→ Stated goal
Gather every line in the records below that contains the string "robe" and copy each of those lines unchanged.

Items from a labeling collection:

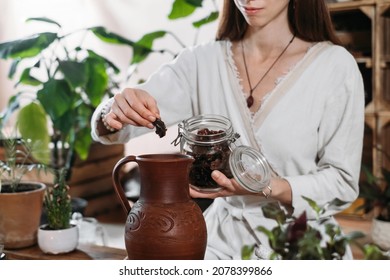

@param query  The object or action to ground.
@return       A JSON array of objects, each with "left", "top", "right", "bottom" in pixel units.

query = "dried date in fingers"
[{"left": 153, "top": 119, "right": 167, "bottom": 138}]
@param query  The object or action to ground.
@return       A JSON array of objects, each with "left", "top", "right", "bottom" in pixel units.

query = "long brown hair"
[{"left": 216, "top": 0, "right": 340, "bottom": 45}]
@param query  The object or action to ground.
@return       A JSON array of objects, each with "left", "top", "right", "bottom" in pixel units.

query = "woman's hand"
[
  {"left": 105, "top": 88, "right": 160, "bottom": 130},
  {"left": 190, "top": 170, "right": 292, "bottom": 206},
  {"left": 190, "top": 170, "right": 260, "bottom": 199}
]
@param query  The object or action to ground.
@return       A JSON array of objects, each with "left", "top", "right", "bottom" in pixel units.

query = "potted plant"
[
  {"left": 0, "top": 0, "right": 218, "bottom": 214},
  {"left": 356, "top": 162, "right": 390, "bottom": 250},
  {"left": 242, "top": 197, "right": 370, "bottom": 260},
  {"left": 0, "top": 135, "right": 46, "bottom": 249},
  {"left": 38, "top": 168, "right": 79, "bottom": 254},
  {"left": 0, "top": 0, "right": 218, "bottom": 175}
]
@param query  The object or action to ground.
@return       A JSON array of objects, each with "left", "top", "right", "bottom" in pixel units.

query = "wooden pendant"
[{"left": 246, "top": 95, "right": 255, "bottom": 108}]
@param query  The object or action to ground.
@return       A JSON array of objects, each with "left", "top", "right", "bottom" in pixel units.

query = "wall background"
[{"left": 0, "top": 0, "right": 221, "bottom": 154}]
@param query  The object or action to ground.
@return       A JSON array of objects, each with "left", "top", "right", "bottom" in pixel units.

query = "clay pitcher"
[{"left": 112, "top": 154, "right": 207, "bottom": 260}]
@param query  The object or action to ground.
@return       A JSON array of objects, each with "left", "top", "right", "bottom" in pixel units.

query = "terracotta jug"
[{"left": 112, "top": 154, "right": 207, "bottom": 260}]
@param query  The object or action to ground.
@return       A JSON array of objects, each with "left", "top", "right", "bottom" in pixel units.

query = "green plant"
[
  {"left": 242, "top": 197, "right": 364, "bottom": 260},
  {"left": 0, "top": 133, "right": 46, "bottom": 192},
  {"left": 0, "top": 0, "right": 218, "bottom": 179},
  {"left": 44, "top": 168, "right": 72, "bottom": 230},
  {"left": 356, "top": 166, "right": 390, "bottom": 222}
]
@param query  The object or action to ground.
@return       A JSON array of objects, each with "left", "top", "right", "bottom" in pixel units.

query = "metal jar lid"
[{"left": 229, "top": 146, "right": 271, "bottom": 192}]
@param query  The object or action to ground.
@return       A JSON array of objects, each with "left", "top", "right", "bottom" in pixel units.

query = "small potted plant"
[
  {"left": 0, "top": 137, "right": 46, "bottom": 249},
  {"left": 38, "top": 169, "right": 79, "bottom": 254},
  {"left": 242, "top": 197, "right": 364, "bottom": 260},
  {"left": 356, "top": 162, "right": 390, "bottom": 250}
]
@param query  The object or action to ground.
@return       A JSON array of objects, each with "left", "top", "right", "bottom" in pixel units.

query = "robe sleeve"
[{"left": 285, "top": 53, "right": 364, "bottom": 219}]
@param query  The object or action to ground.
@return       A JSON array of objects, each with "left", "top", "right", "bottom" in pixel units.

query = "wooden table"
[{"left": 4, "top": 245, "right": 127, "bottom": 260}]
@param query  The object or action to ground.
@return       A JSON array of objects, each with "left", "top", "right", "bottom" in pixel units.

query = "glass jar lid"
[{"left": 229, "top": 146, "right": 271, "bottom": 192}]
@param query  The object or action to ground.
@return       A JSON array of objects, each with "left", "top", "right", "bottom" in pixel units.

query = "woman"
[{"left": 92, "top": 0, "right": 364, "bottom": 259}]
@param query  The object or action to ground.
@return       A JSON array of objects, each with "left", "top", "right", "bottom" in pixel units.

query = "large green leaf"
[
  {"left": 18, "top": 68, "right": 42, "bottom": 86},
  {"left": 53, "top": 108, "right": 77, "bottom": 136},
  {"left": 131, "top": 30, "right": 167, "bottom": 64},
  {"left": 17, "top": 102, "right": 50, "bottom": 164},
  {"left": 136, "top": 30, "right": 167, "bottom": 49},
  {"left": 37, "top": 79, "right": 76, "bottom": 122},
  {"left": 88, "top": 50, "right": 121, "bottom": 74},
  {"left": 85, "top": 57, "right": 109, "bottom": 107},
  {"left": 0, "top": 32, "right": 57, "bottom": 59},
  {"left": 89, "top": 26, "right": 134, "bottom": 46},
  {"left": 192, "top": 12, "right": 219, "bottom": 28},
  {"left": 168, "top": 0, "right": 196, "bottom": 19},
  {"left": 58, "top": 60, "right": 89, "bottom": 90},
  {"left": 185, "top": 0, "right": 203, "bottom": 8},
  {"left": 26, "top": 17, "right": 61, "bottom": 28},
  {"left": 74, "top": 127, "right": 92, "bottom": 160}
]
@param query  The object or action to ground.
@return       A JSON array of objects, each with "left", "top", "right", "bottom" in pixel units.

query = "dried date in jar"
[
  {"left": 187, "top": 128, "right": 233, "bottom": 191},
  {"left": 174, "top": 115, "right": 269, "bottom": 192}
]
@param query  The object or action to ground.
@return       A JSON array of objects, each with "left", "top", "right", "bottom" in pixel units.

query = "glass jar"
[{"left": 174, "top": 115, "right": 270, "bottom": 192}]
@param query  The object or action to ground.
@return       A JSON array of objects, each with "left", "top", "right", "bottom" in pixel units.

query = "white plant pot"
[
  {"left": 371, "top": 219, "right": 390, "bottom": 251},
  {"left": 38, "top": 225, "right": 79, "bottom": 255}
]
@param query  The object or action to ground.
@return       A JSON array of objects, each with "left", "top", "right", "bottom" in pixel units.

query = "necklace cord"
[{"left": 241, "top": 34, "right": 295, "bottom": 108}]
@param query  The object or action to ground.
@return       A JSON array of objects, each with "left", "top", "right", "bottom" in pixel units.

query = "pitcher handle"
[{"left": 112, "top": 156, "right": 136, "bottom": 215}]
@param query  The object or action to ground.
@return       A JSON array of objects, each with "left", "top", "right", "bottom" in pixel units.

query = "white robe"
[{"left": 92, "top": 41, "right": 364, "bottom": 259}]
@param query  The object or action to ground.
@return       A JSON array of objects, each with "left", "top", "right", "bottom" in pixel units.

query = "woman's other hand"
[
  {"left": 105, "top": 88, "right": 160, "bottom": 130},
  {"left": 190, "top": 170, "right": 255, "bottom": 199}
]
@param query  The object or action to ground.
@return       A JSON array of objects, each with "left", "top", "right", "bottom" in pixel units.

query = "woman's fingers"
[
  {"left": 190, "top": 170, "right": 253, "bottom": 199},
  {"left": 106, "top": 88, "right": 160, "bottom": 129}
]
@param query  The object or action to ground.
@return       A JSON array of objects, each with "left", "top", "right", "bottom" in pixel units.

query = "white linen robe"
[{"left": 91, "top": 41, "right": 364, "bottom": 259}]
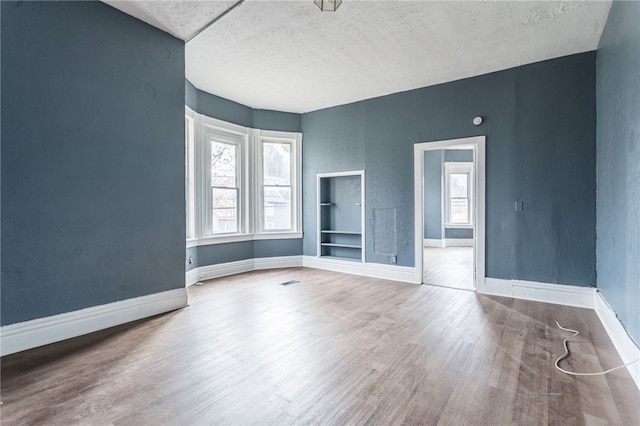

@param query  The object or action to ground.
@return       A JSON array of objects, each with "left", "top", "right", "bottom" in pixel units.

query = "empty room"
[{"left": 0, "top": 0, "right": 640, "bottom": 425}]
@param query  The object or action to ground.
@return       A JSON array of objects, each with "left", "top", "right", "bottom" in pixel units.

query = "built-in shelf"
[
  {"left": 320, "top": 229, "right": 362, "bottom": 235},
  {"left": 317, "top": 170, "right": 365, "bottom": 262},
  {"left": 320, "top": 243, "right": 362, "bottom": 249}
]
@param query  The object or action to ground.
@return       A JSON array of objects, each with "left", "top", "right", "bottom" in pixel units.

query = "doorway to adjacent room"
[{"left": 414, "top": 136, "right": 485, "bottom": 290}]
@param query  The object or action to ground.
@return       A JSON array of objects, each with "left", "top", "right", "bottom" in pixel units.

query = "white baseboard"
[
  {"left": 595, "top": 292, "right": 640, "bottom": 389},
  {"left": 478, "top": 277, "right": 596, "bottom": 309},
  {"left": 444, "top": 238, "right": 473, "bottom": 247},
  {"left": 185, "top": 256, "right": 302, "bottom": 287},
  {"left": 422, "top": 238, "right": 444, "bottom": 247},
  {"left": 185, "top": 256, "right": 415, "bottom": 287},
  {"left": 0, "top": 288, "right": 187, "bottom": 356},
  {"left": 302, "top": 256, "right": 420, "bottom": 284}
]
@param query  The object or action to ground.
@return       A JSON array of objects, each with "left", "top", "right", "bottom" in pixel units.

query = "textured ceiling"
[{"left": 106, "top": 0, "right": 611, "bottom": 112}]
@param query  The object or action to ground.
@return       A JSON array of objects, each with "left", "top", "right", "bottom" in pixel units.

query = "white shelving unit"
[{"left": 317, "top": 170, "right": 365, "bottom": 262}]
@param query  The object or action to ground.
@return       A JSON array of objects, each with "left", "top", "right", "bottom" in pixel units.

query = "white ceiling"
[{"left": 105, "top": 0, "right": 611, "bottom": 113}]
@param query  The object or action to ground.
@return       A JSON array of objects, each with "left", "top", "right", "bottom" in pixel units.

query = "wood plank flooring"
[
  {"left": 422, "top": 247, "right": 475, "bottom": 291},
  {"left": 1, "top": 268, "right": 640, "bottom": 425}
]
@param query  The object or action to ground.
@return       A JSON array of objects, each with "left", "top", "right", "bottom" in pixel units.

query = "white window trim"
[
  {"left": 185, "top": 107, "right": 303, "bottom": 248},
  {"left": 444, "top": 162, "right": 475, "bottom": 229},
  {"left": 185, "top": 109, "right": 198, "bottom": 240},
  {"left": 254, "top": 130, "right": 302, "bottom": 235}
]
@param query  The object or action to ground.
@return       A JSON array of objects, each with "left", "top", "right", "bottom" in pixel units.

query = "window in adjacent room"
[{"left": 445, "top": 162, "right": 473, "bottom": 226}]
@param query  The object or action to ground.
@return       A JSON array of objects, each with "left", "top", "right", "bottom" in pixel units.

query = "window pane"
[
  {"left": 211, "top": 141, "right": 237, "bottom": 188},
  {"left": 449, "top": 198, "right": 469, "bottom": 223},
  {"left": 262, "top": 143, "right": 291, "bottom": 185},
  {"left": 211, "top": 188, "right": 238, "bottom": 233},
  {"left": 264, "top": 186, "right": 292, "bottom": 230},
  {"left": 449, "top": 173, "right": 469, "bottom": 198}
]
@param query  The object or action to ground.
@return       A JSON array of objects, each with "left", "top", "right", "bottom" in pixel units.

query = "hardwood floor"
[
  {"left": 422, "top": 247, "right": 475, "bottom": 291},
  {"left": 1, "top": 268, "right": 640, "bottom": 425}
]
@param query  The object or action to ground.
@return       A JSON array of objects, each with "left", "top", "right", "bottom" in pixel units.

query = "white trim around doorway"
[{"left": 413, "top": 136, "right": 486, "bottom": 293}]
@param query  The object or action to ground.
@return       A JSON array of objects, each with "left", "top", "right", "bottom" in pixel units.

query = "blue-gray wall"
[
  {"left": 185, "top": 83, "right": 302, "bottom": 271},
  {"left": 302, "top": 52, "right": 595, "bottom": 286},
  {"left": 0, "top": 1, "right": 185, "bottom": 325},
  {"left": 596, "top": 1, "right": 640, "bottom": 343}
]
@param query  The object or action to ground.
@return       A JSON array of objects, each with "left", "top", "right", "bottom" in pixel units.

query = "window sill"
[
  {"left": 187, "top": 232, "right": 302, "bottom": 248},
  {"left": 444, "top": 223, "right": 473, "bottom": 229}
]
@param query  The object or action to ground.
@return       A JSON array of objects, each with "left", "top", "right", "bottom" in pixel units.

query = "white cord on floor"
[{"left": 555, "top": 321, "right": 640, "bottom": 376}]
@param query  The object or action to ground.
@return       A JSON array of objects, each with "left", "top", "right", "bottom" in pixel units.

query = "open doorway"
[{"left": 414, "top": 136, "right": 485, "bottom": 291}]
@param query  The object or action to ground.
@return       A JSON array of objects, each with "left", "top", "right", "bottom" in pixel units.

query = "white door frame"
[{"left": 413, "top": 136, "right": 486, "bottom": 293}]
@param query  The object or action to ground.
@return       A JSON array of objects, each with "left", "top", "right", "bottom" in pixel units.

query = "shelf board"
[
  {"left": 320, "top": 254, "right": 362, "bottom": 262},
  {"left": 320, "top": 243, "right": 362, "bottom": 249},
  {"left": 320, "top": 229, "right": 362, "bottom": 235}
]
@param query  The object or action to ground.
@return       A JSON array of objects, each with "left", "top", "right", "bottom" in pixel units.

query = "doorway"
[{"left": 414, "top": 136, "right": 485, "bottom": 291}]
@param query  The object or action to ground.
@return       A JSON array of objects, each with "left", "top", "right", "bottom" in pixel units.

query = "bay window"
[{"left": 185, "top": 108, "right": 302, "bottom": 246}]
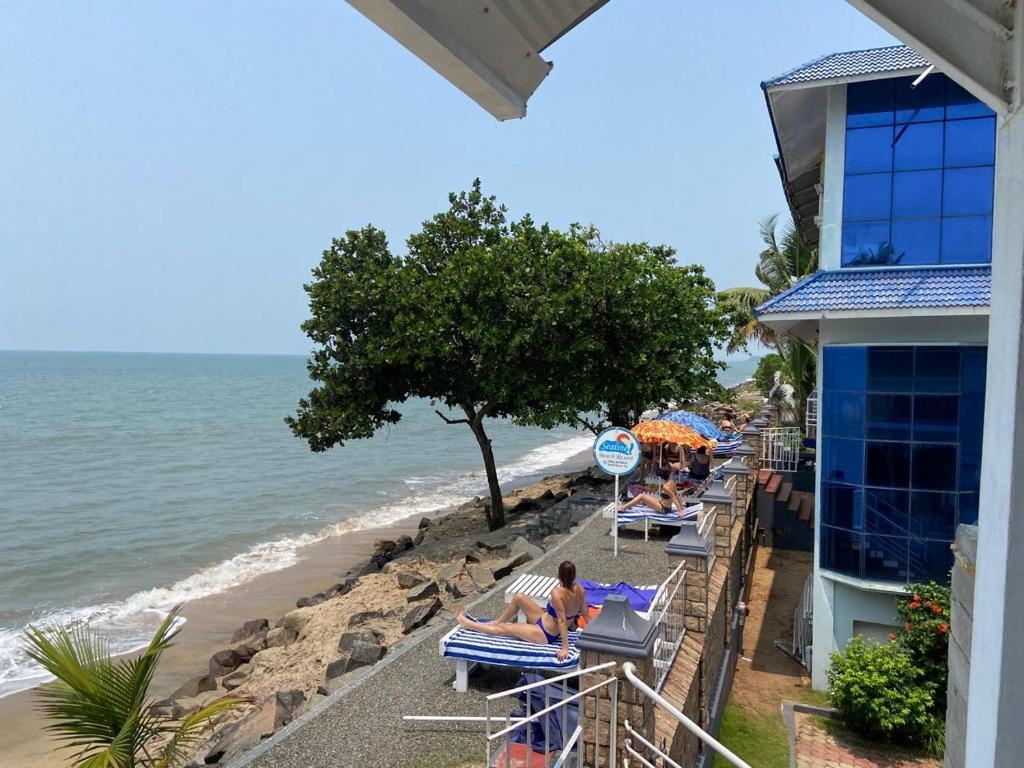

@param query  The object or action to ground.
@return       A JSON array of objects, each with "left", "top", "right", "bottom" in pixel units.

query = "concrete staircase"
[{"left": 757, "top": 469, "right": 814, "bottom": 550}]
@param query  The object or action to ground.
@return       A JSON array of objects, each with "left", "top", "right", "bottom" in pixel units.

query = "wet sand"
[{"left": 0, "top": 452, "right": 591, "bottom": 768}]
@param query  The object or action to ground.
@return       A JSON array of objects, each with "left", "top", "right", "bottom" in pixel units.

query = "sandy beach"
[{"left": 0, "top": 452, "right": 590, "bottom": 768}]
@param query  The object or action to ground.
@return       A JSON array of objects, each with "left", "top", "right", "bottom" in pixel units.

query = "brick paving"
[{"left": 794, "top": 712, "right": 942, "bottom": 768}]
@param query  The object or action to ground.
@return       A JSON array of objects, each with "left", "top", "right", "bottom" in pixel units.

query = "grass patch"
[
  {"left": 410, "top": 751, "right": 487, "bottom": 768},
  {"left": 713, "top": 697, "right": 790, "bottom": 768}
]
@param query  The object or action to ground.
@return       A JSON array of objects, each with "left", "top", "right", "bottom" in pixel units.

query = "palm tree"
[
  {"left": 26, "top": 609, "right": 242, "bottom": 768},
  {"left": 718, "top": 214, "right": 818, "bottom": 423}
]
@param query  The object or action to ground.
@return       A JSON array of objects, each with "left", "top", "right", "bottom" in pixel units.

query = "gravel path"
[{"left": 234, "top": 513, "right": 679, "bottom": 768}]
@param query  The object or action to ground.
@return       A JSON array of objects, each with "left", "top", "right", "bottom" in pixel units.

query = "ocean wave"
[{"left": 0, "top": 435, "right": 593, "bottom": 698}]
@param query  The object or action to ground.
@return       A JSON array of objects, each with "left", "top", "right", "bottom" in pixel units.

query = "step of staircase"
[{"left": 775, "top": 480, "right": 793, "bottom": 504}]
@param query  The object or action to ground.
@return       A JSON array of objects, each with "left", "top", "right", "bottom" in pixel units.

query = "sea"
[{"left": 0, "top": 351, "right": 754, "bottom": 697}]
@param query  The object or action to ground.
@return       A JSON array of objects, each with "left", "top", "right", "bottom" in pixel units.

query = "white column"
[{"left": 965, "top": 112, "right": 1024, "bottom": 768}]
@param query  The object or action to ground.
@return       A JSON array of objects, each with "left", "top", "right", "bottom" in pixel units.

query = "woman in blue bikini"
[{"left": 455, "top": 560, "right": 587, "bottom": 662}]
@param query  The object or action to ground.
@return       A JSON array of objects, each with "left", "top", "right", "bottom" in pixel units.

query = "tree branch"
[{"left": 434, "top": 409, "right": 470, "bottom": 424}]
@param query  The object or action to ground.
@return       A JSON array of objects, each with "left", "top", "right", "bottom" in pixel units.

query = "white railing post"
[{"left": 623, "top": 662, "right": 751, "bottom": 768}]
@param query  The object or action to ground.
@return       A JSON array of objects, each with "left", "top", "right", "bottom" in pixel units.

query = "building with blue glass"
[{"left": 758, "top": 46, "right": 996, "bottom": 687}]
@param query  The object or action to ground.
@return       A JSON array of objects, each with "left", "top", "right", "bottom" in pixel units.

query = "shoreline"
[{"left": 0, "top": 451, "right": 592, "bottom": 768}]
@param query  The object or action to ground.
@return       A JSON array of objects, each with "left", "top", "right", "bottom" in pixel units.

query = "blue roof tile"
[
  {"left": 761, "top": 45, "right": 930, "bottom": 88},
  {"left": 754, "top": 264, "right": 992, "bottom": 317}
]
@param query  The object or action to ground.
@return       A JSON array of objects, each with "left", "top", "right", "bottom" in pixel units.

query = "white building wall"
[{"left": 811, "top": 314, "right": 988, "bottom": 690}]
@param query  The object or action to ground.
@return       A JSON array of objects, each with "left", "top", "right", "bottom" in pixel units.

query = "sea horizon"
[{"left": 0, "top": 350, "right": 753, "bottom": 697}]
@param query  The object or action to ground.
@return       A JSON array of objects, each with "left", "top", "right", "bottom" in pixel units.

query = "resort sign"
[
  {"left": 594, "top": 427, "right": 641, "bottom": 557},
  {"left": 594, "top": 427, "right": 640, "bottom": 477}
]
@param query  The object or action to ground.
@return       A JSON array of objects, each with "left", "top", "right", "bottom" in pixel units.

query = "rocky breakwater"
[{"left": 154, "top": 470, "right": 608, "bottom": 766}]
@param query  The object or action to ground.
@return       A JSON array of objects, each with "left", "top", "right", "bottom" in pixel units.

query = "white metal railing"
[
  {"left": 650, "top": 562, "right": 686, "bottom": 690},
  {"left": 804, "top": 392, "right": 818, "bottom": 440},
  {"left": 760, "top": 427, "right": 803, "bottom": 472},
  {"left": 793, "top": 573, "right": 814, "bottom": 672},
  {"left": 484, "top": 662, "right": 618, "bottom": 768},
  {"left": 623, "top": 662, "right": 751, "bottom": 768}
]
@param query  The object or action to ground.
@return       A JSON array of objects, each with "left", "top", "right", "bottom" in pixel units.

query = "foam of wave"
[{"left": 0, "top": 435, "right": 593, "bottom": 698}]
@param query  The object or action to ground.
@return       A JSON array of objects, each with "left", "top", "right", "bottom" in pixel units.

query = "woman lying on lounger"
[
  {"left": 455, "top": 560, "right": 587, "bottom": 662},
  {"left": 618, "top": 467, "right": 686, "bottom": 515}
]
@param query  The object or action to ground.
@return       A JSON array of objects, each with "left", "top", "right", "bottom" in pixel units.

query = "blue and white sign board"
[
  {"left": 594, "top": 427, "right": 641, "bottom": 477},
  {"left": 594, "top": 427, "right": 642, "bottom": 557}
]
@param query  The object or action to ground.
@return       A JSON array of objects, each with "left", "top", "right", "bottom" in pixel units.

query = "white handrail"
[{"left": 623, "top": 662, "right": 751, "bottom": 768}]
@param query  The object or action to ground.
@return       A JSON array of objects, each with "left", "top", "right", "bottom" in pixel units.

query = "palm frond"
[{"left": 154, "top": 696, "right": 249, "bottom": 768}]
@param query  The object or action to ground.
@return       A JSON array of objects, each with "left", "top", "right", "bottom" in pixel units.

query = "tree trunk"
[{"left": 463, "top": 406, "right": 505, "bottom": 530}]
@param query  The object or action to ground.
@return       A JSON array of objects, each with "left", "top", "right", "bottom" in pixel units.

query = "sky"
[{"left": 0, "top": 0, "right": 895, "bottom": 354}]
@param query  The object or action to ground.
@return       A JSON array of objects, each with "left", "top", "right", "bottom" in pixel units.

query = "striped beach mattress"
[
  {"left": 441, "top": 613, "right": 580, "bottom": 670},
  {"left": 617, "top": 504, "right": 703, "bottom": 526}
]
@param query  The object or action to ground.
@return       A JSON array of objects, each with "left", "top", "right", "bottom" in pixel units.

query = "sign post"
[{"left": 594, "top": 427, "right": 641, "bottom": 557}]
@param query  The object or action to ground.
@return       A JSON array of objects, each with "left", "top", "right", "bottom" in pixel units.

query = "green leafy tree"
[
  {"left": 718, "top": 214, "right": 818, "bottom": 424},
  {"left": 577, "top": 229, "right": 729, "bottom": 432},
  {"left": 287, "top": 180, "right": 600, "bottom": 529},
  {"left": 26, "top": 610, "right": 242, "bottom": 768},
  {"left": 828, "top": 635, "right": 936, "bottom": 744},
  {"left": 287, "top": 180, "right": 728, "bottom": 529}
]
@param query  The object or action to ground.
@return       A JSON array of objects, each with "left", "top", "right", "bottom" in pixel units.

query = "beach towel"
[{"left": 577, "top": 579, "right": 657, "bottom": 611}]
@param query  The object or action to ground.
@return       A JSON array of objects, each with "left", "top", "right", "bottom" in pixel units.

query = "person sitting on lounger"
[
  {"left": 455, "top": 560, "right": 587, "bottom": 662},
  {"left": 618, "top": 467, "right": 685, "bottom": 515}
]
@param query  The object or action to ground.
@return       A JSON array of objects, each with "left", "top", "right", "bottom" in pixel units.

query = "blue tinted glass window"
[
  {"left": 867, "top": 347, "right": 913, "bottom": 392},
  {"left": 894, "top": 77, "right": 946, "bottom": 123},
  {"left": 843, "top": 220, "right": 893, "bottom": 266},
  {"left": 892, "top": 123, "right": 942, "bottom": 172},
  {"left": 818, "top": 346, "right": 986, "bottom": 583},
  {"left": 892, "top": 219, "right": 941, "bottom": 266},
  {"left": 822, "top": 347, "right": 867, "bottom": 391},
  {"left": 821, "top": 391, "right": 864, "bottom": 437},
  {"left": 821, "top": 482, "right": 863, "bottom": 528},
  {"left": 843, "top": 173, "right": 893, "bottom": 221},
  {"left": 821, "top": 437, "right": 864, "bottom": 485},
  {"left": 842, "top": 74, "right": 995, "bottom": 267},
  {"left": 942, "top": 166, "right": 992, "bottom": 216},
  {"left": 912, "top": 442, "right": 956, "bottom": 490},
  {"left": 864, "top": 393, "right": 913, "bottom": 440},
  {"left": 941, "top": 216, "right": 992, "bottom": 264},
  {"left": 864, "top": 535, "right": 910, "bottom": 581},
  {"left": 945, "top": 118, "right": 995, "bottom": 168},
  {"left": 913, "top": 347, "right": 961, "bottom": 392},
  {"left": 846, "top": 126, "right": 892, "bottom": 174},
  {"left": 946, "top": 79, "right": 995, "bottom": 120},
  {"left": 821, "top": 525, "right": 863, "bottom": 573},
  {"left": 913, "top": 394, "right": 959, "bottom": 442},
  {"left": 846, "top": 80, "right": 893, "bottom": 128},
  {"left": 864, "top": 441, "right": 910, "bottom": 488},
  {"left": 892, "top": 171, "right": 942, "bottom": 218}
]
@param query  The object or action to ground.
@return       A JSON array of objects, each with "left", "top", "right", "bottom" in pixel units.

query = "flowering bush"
[
  {"left": 895, "top": 582, "right": 949, "bottom": 717},
  {"left": 828, "top": 582, "right": 949, "bottom": 755}
]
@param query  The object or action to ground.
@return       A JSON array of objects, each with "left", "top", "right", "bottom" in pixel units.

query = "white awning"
[{"left": 348, "top": 0, "right": 608, "bottom": 120}]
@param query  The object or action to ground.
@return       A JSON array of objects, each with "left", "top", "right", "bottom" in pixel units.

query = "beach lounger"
[
  {"left": 439, "top": 614, "right": 580, "bottom": 693},
  {"left": 608, "top": 502, "right": 703, "bottom": 541},
  {"left": 505, "top": 573, "right": 658, "bottom": 622}
]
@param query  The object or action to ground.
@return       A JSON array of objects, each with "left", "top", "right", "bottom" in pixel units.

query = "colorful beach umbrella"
[
  {"left": 632, "top": 419, "right": 715, "bottom": 449},
  {"left": 657, "top": 411, "right": 728, "bottom": 440}
]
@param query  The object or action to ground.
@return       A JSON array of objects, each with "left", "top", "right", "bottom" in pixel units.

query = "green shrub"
[
  {"left": 892, "top": 582, "right": 949, "bottom": 718},
  {"left": 828, "top": 636, "right": 936, "bottom": 745}
]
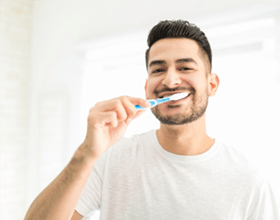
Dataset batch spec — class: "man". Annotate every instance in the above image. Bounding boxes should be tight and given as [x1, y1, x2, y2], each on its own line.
[25, 20, 280, 220]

→ Solution
query = "robe sleeve"
query = "white robe"
query = "white linen robe"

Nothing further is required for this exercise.